The present disc is another of Nimbus's superb re-licensings from the MusicMasters catalogue. James Johnson's symphonic music is laid bare with exemplary style. Marin Alsop is heard in recordings made in 1992 and 1994.
 
The Victory Stride is a brief jazzy eruption with solos for trumpet, clarinet, trombone and piano. The prominent trumpet line is taken by Chris Gekker - he of some pretty gloriously dazed Hovhaness recordings for Koch. The four movement Harlem Symphony is more of a suite really: four movements of easy to assimilate jazz with excursions into light dance music. Some of it is rather latino and carries inflections from Gershwin, Tin Pan Alley and Broadway. This is jazz: gippy, swinging, snorted and carefree. The two movement piano concerto Jazz a Mine is from two years later that the ‘symphony’. It’s a display piece that strikes home like a sort of child of Rhapsody in Blue and Tavares’ Concerto in Brazilian Forms. The last and slow movement might almost recall the famous song from the film Casablanca. The American Suite - Lament is the toughest music here. It is as if Johnson had decided to crossed swords with Bartók. sidling and sliding suave way and with some peremptory interpolations by the piano. Drums is a symphonic poem which opens with a cannonade of drums à la Fanfare For The Common Man but more propulsive and snappy. Its commanding way is like a jazz cauldron - a storm of molten material. Its snappy and angry like a Schwerpunkt assault by jazz shock-troops. Along the way Johnson builds in some sly Weill-like trumpet asides. It’s grandiloquent stuff – a ripe big cheese of a movement. There’s more caustic writing in this than is usual for Johnson – and Alsop and the Concordia play up a storm. The disc ends with an idiomatically climactic Charleston complete with the ratatat of tap dancer Frederick Booth.

(Region segmentation data)
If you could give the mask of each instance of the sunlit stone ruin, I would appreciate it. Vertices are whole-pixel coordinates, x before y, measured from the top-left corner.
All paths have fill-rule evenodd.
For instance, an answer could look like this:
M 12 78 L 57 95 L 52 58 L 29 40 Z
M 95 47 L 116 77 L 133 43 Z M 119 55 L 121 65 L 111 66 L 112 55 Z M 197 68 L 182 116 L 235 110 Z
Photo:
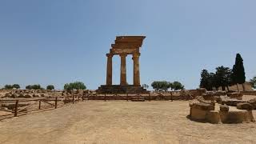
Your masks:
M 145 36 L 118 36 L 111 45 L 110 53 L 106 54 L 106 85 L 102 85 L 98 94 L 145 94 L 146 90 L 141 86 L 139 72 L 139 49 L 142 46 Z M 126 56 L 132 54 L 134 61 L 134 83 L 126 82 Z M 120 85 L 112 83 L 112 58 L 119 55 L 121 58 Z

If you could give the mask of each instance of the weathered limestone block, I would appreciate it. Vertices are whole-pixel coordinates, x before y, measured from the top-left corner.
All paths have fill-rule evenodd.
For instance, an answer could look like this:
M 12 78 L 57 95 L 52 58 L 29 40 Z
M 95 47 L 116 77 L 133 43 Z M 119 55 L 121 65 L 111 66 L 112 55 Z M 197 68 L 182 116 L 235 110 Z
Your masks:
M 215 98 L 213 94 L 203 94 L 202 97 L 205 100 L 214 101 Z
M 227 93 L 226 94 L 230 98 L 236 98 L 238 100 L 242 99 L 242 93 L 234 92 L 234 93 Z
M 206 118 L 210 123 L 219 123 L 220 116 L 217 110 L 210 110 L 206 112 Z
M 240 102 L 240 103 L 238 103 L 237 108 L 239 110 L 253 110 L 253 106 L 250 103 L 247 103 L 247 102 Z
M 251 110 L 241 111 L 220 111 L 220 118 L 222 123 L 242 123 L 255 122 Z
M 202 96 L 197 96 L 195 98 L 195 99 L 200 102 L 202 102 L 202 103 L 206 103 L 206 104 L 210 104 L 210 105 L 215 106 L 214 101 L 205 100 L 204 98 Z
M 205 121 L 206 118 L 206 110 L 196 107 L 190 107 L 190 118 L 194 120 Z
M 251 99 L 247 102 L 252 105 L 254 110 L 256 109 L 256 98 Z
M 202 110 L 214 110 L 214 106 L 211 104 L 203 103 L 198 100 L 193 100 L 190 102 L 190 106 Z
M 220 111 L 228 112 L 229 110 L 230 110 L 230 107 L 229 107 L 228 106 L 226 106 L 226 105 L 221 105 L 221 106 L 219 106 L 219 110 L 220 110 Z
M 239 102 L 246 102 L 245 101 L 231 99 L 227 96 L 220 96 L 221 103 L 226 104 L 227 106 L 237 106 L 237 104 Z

[What you need to do]
From the record review, list every instrument that has a solo in The Victory Stride.

[Exercise result]
Trumpet, clarinet, trombone, piano